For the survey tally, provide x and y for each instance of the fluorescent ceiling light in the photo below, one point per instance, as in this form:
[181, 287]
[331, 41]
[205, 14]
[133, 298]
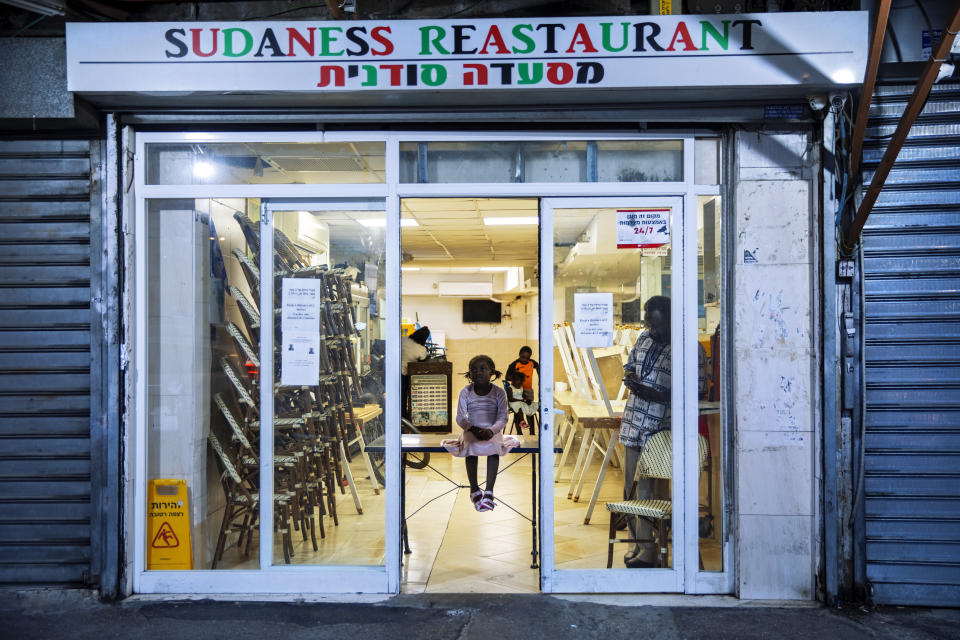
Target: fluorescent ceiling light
[202, 169]
[844, 76]
[382, 222]
[490, 222]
======
Stated task:
Present the lines above as a numbered list, omitting any blank lines and leaving the picture out of the answer.

Result of this task:
1. For the survey tally, provide x and y for each instance of the fluorescent ceiling light in the photo below, one point per instance, as in this form:
2. [181, 287]
3. [331, 41]
4. [205, 14]
5. [133, 298]
6. Target: fluorescent ceiling light
7. [202, 169]
8. [844, 76]
9. [382, 222]
10. [490, 222]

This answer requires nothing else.